TASK BRIEF
Print, exactly as given, each line of the data from the line containing "Reviewer note: check that each instance of the ocean" up to and including its last line.
____________
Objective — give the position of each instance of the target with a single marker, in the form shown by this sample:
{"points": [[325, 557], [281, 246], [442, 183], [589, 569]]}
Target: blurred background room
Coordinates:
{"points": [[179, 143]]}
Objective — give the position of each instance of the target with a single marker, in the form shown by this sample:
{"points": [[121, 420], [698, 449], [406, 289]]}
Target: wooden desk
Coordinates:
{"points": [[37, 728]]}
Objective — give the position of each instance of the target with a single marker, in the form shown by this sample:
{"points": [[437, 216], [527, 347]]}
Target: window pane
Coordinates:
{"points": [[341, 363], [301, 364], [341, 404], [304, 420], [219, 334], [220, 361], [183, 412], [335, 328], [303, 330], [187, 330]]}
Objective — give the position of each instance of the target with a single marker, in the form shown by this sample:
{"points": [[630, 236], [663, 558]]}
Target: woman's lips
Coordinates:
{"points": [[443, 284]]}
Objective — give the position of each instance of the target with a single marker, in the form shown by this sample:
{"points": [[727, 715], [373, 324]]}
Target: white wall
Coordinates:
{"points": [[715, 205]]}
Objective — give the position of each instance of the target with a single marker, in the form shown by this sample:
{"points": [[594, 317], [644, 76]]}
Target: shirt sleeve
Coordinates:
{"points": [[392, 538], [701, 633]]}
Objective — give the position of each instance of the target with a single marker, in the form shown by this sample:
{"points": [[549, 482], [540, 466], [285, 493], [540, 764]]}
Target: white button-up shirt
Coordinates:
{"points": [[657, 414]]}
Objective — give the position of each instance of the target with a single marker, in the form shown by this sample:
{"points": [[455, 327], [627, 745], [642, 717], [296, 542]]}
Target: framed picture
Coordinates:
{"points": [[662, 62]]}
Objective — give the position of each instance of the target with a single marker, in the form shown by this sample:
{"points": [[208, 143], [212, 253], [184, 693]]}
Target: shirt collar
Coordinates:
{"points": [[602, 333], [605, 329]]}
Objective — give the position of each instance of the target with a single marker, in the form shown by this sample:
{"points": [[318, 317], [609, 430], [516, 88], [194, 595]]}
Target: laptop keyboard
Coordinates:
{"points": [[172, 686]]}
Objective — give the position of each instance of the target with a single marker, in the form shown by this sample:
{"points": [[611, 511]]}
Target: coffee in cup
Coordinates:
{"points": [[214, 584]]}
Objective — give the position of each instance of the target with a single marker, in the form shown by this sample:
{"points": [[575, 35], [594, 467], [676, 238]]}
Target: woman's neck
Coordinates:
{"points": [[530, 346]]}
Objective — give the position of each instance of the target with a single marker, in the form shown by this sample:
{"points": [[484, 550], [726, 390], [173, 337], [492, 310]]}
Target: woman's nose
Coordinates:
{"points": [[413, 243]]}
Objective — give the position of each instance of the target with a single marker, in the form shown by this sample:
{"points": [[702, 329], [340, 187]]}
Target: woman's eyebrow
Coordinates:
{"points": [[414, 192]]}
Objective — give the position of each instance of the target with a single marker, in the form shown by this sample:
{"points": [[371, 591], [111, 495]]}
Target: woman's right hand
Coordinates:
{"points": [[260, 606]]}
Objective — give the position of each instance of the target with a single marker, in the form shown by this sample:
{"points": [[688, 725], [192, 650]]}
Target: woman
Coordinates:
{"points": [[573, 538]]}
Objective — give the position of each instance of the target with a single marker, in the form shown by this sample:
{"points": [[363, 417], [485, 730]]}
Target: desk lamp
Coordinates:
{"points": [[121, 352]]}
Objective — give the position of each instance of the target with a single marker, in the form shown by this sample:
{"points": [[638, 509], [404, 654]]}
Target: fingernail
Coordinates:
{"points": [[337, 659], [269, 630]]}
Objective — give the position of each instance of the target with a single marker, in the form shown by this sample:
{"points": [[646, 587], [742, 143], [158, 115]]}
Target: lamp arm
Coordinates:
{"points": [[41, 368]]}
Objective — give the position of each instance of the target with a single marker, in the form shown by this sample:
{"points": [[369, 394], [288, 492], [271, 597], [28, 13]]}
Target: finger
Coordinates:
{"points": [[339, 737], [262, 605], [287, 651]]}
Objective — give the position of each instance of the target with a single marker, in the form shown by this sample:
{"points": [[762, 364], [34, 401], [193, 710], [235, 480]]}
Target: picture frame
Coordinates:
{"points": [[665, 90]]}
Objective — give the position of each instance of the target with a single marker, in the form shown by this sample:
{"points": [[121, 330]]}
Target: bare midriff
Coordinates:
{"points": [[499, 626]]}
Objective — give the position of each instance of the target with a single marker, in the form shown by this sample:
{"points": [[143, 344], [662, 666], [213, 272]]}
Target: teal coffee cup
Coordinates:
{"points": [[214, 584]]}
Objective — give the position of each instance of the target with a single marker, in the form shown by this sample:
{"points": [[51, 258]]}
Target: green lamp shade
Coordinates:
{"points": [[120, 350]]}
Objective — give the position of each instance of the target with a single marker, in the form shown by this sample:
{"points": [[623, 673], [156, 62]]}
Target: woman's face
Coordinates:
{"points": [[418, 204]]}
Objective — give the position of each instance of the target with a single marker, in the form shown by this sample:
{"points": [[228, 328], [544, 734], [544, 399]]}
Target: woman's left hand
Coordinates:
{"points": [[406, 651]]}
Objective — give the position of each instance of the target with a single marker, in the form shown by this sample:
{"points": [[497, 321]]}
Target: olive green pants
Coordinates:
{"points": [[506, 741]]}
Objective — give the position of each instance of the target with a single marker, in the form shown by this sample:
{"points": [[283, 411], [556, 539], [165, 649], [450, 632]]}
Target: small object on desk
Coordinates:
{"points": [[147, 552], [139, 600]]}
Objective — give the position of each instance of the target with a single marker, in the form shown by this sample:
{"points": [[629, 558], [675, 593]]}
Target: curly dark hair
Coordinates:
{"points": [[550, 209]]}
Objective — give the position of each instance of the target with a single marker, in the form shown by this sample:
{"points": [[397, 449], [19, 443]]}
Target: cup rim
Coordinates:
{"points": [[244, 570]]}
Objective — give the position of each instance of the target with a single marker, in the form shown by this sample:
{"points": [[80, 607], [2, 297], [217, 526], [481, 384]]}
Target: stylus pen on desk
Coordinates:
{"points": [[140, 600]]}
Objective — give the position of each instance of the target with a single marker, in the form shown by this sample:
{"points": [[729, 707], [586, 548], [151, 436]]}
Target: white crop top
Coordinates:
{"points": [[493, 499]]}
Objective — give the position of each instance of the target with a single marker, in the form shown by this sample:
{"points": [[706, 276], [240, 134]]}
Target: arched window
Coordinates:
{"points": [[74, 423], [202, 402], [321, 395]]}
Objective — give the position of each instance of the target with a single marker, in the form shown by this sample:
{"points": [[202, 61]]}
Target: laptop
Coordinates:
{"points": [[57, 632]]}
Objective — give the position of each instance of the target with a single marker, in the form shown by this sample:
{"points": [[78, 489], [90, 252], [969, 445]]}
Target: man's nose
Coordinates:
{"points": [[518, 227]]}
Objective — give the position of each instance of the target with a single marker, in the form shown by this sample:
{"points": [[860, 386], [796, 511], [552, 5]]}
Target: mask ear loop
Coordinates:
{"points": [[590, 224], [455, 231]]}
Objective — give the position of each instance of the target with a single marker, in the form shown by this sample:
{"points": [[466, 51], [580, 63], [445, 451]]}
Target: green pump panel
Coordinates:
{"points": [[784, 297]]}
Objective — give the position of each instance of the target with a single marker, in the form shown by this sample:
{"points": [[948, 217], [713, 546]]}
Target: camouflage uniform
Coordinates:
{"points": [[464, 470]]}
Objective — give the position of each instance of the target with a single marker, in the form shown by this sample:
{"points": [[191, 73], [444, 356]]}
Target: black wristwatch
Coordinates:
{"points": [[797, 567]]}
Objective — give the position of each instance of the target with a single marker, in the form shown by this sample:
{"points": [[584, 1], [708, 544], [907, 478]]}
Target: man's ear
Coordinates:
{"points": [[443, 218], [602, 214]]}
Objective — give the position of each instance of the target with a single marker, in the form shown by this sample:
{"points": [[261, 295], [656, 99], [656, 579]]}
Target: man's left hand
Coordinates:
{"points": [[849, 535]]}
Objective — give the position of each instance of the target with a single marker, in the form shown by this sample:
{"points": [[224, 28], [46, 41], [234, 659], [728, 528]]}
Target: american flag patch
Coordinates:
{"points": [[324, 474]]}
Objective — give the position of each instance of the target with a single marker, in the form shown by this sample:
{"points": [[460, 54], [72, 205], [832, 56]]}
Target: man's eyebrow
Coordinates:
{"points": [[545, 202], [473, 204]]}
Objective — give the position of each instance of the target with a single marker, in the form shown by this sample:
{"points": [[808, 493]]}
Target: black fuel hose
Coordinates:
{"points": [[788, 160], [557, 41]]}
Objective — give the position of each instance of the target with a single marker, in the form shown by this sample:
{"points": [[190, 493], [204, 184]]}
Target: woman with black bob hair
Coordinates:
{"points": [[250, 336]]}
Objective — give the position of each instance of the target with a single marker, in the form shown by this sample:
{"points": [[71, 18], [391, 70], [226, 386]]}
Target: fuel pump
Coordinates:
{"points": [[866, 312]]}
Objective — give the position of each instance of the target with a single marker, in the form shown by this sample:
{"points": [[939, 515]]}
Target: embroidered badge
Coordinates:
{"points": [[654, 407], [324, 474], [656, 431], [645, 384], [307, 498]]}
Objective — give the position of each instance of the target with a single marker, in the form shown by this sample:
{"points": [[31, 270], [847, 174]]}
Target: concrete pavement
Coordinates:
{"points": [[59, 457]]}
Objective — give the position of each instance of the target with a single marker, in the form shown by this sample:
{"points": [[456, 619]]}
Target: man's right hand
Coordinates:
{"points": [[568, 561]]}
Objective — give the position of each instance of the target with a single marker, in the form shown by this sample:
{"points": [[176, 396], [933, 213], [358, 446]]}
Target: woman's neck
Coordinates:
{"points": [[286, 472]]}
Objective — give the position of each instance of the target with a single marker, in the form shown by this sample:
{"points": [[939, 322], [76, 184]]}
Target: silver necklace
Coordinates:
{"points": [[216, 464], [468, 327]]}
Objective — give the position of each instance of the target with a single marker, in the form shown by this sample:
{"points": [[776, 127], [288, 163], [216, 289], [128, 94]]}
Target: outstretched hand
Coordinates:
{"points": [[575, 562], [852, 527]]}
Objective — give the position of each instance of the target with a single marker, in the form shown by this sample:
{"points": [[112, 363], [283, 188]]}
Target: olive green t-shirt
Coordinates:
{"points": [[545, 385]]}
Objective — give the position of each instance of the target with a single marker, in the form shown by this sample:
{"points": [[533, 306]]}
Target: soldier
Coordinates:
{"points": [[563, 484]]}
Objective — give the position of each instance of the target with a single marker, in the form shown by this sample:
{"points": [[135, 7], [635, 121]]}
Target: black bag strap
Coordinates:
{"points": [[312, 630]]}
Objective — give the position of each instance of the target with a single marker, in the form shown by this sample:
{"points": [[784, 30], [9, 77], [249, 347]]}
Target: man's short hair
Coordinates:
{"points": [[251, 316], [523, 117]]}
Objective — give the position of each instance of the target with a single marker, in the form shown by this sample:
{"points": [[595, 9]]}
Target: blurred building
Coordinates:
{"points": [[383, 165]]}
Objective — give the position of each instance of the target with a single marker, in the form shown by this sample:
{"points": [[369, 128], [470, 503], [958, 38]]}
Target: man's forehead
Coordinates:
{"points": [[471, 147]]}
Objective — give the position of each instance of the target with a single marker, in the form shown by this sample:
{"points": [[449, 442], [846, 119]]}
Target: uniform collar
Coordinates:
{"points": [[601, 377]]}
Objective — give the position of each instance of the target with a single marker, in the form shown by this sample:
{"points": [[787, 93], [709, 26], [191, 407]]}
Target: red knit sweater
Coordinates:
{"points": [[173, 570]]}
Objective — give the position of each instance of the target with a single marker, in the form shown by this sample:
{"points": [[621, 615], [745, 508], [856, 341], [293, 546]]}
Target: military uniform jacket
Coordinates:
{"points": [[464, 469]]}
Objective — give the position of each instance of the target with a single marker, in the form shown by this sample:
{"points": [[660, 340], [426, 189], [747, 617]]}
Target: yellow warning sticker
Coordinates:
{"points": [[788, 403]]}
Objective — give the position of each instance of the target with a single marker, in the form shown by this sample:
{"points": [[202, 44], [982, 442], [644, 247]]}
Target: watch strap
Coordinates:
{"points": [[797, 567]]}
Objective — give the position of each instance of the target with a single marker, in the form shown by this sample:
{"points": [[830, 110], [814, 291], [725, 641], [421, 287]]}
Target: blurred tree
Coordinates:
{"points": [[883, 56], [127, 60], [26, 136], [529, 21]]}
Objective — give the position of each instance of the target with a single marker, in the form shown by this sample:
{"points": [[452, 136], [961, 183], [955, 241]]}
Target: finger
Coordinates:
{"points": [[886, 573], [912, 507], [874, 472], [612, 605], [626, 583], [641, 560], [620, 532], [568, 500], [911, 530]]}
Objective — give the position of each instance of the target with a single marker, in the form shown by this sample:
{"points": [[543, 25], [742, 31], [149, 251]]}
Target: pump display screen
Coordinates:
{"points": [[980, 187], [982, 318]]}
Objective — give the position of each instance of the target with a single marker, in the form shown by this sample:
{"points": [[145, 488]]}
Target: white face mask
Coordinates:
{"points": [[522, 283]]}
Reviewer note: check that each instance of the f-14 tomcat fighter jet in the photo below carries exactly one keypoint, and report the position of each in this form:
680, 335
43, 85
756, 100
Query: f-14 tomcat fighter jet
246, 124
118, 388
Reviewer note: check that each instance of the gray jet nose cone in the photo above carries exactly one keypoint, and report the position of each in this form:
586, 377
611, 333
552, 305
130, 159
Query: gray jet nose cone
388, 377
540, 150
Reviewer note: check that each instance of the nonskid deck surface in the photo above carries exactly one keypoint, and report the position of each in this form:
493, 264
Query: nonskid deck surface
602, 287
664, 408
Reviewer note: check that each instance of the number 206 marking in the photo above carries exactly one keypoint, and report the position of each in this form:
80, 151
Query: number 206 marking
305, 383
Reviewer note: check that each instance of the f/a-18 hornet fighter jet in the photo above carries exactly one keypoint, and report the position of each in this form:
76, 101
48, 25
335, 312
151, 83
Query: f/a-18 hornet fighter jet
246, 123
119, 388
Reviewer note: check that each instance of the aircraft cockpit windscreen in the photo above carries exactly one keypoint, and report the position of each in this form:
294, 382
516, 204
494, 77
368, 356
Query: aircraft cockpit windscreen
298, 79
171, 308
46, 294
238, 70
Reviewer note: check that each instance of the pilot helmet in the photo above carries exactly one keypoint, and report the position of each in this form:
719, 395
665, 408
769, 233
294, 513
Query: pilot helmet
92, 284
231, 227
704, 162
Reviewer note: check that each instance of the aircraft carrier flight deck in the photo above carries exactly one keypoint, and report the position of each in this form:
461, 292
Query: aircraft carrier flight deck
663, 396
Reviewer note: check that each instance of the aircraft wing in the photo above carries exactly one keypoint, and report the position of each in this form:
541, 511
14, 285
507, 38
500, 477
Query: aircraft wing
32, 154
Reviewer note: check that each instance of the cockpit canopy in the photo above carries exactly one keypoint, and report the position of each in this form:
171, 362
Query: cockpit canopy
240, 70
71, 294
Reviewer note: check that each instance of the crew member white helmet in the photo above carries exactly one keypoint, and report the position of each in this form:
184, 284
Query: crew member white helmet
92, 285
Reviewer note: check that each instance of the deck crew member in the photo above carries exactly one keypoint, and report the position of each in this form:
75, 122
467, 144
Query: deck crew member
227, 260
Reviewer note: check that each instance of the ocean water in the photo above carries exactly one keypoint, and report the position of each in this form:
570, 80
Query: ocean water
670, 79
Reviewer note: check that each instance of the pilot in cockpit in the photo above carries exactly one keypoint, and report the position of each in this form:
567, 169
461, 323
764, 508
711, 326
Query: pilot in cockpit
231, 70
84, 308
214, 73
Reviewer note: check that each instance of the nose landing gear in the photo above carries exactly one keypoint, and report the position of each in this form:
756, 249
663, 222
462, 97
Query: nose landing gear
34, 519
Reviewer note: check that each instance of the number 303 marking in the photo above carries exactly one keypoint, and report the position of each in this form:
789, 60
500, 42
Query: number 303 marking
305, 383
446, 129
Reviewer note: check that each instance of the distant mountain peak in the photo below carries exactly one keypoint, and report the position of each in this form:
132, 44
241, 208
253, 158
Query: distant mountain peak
____________
EXPECTED OUTPUT
Reviewer note: check that each instance of the ocean water in the photo above carries exactly one keypoint, and report the position of each in this form:
570, 80
Query: ocean water
670, 79
Reviewer note: check that each instance of the pilot in cockpit in the photo above carries exactly one keypoint, and report the position of each in this form:
567, 169
461, 323
764, 508
711, 326
Query: pilot in cockpit
231, 70
84, 308
214, 73
Reviewer note: check that each instance of the nose landing gear in the photo above carries exactly one keypoint, and report the position of each in this form:
756, 249
663, 222
462, 97
Query: nose landing gear
34, 519
Reviewer note: check that each instance of the number 303 marking in the photo above carries exactly one keypoint, and report the position of each in this form:
789, 60
500, 42
Query: number 303 marking
305, 383
446, 129
Reviewer note: check that each instance of the distant mountain peak in the photo below carries exactly one keypoint, and report the position of each in this form:
132, 44
241, 208
253, 158
Query: distant mountain peak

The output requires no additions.